* _Article_

L'une des conséquences emblématiques de l'après 1989 est le développement par le Comité européen des droits sociaux chargé du suivi de la Charte d'une jurisprudence plus étoffée et dynamique à l'instar de la Cour européenne des droits de l'Homme [13]. Le Comité va adapter sa lecture des dispositions de la Charte aux conditions de vie actuelles. A partir du XIIIe cycle de contrôle, le Comité adopte une nouvelle méthode de travail axée sur l'interdépendance des droits ayant pour seul but d'assurer le développement harmonieux de l'enfant. Sous l'angle de l'article 17 (droit de la mère et de l'enfant à une protection sociale et économique), il étend son contrôle aux questions relatives au statut de l'enfant - c'est-à-dire à l'établissement de la filiation, aux droits des enfants non issus du mariage ou à la protection des orphelins et des enfants sans foyer [14] - et à la protection des jeunes en général. Le Comité argue de la nécessité d'assurer aux enfants une protection sociale adéquate pour expliquer son intention de réexaminer, à la lumière de l'évolution des législations nationales et des conventions internationales, la mise en œuvre de l'article 17 par les Etats au titre de la protection des enfants contre les mauvais traitements, l'accès des enfants à la justice civile et pénale et la protection des jeunes délinquants. A cette fin, il demande aux Etats de faire le point dans leurs rapports sur la situation juridique et la pratique existante dans ces domaines qu'il estime particulièrement importants [15]. Contrairement aux critiques qui ont fréquemment remis en question l'applicabilité des droits économiques, sociaux et culturels en raison de la trop grande généralité des dispositions les garantissant, le Comité profite de cette souplesse de rédaction pour consolider son contrôle et suivre l'évolution sociale et économique de la situation des enfants en Europe [16]. L'une des originalités de la Charte sociale réside dans le fait que son large éventail de dispositions en matière économique et sociale ne s'applique pas uniquement aux travailleurs mais également à d'autres catégories de personnes particulièrement vulnérables comme les personnes handicapées ou âgées, les mères et les enfants. Concernant ces derniers, on peut regretter l'absence de spécialisation de la Charte et l'absence d'étude systématique des rapports nationaux sur la question du respect des droits de l'enfant et donc une dilution de l'intérêt qui leur est porté au niveau européen.

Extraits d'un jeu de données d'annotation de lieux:
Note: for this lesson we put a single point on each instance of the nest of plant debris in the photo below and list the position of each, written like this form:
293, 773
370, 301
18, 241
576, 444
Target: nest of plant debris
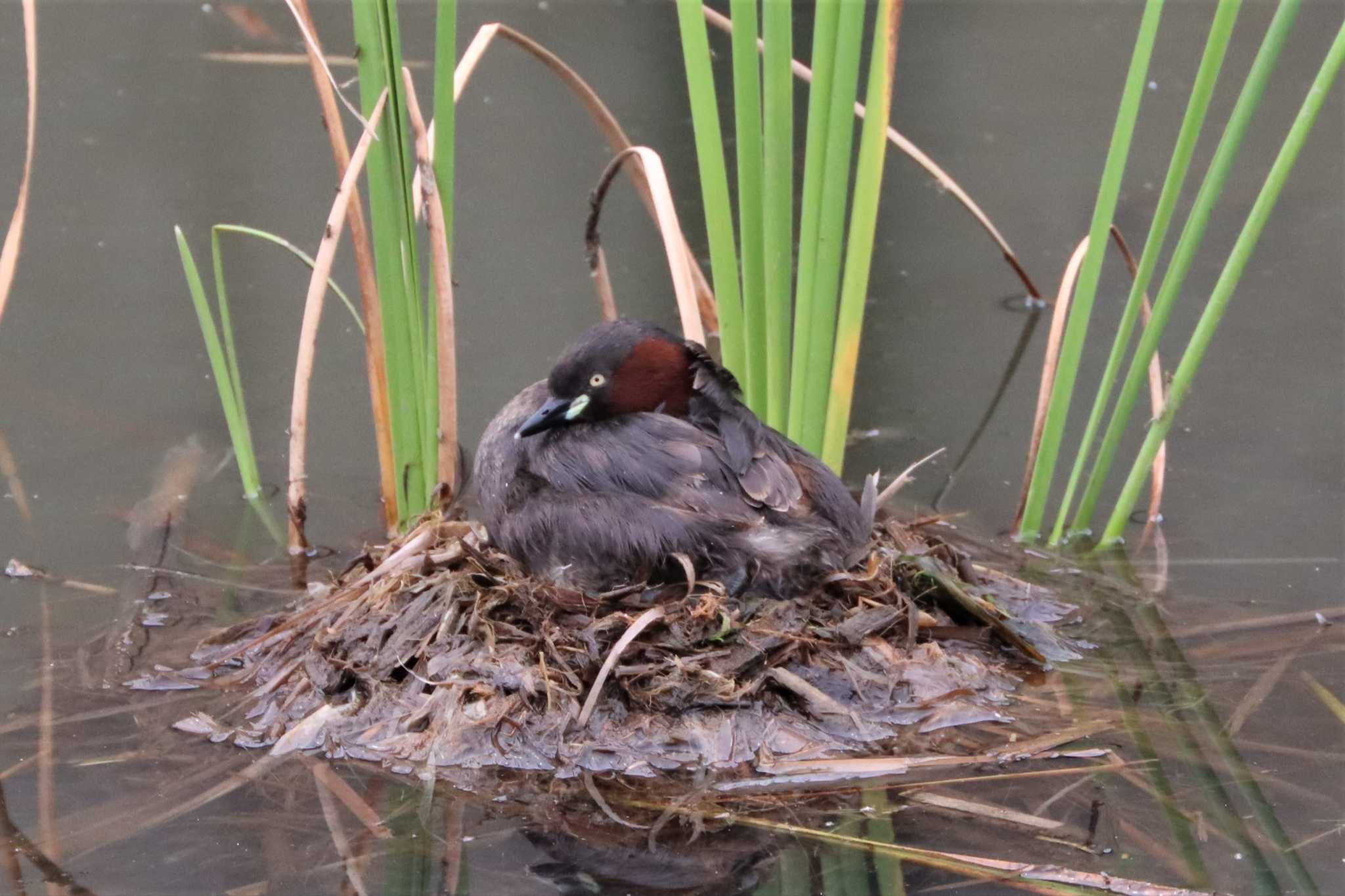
439, 651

* _Énoncé_
D'après l'article, à partir de quel cycle de contrôle le Comité européen des droits sociaux adopte-t-il une méthode de travail axée sur l'interdépendance des droits ? Les lignes ne jouent aucun rôle ici.

* _Réponse_
À partir du XIIIe cycle de contrôle.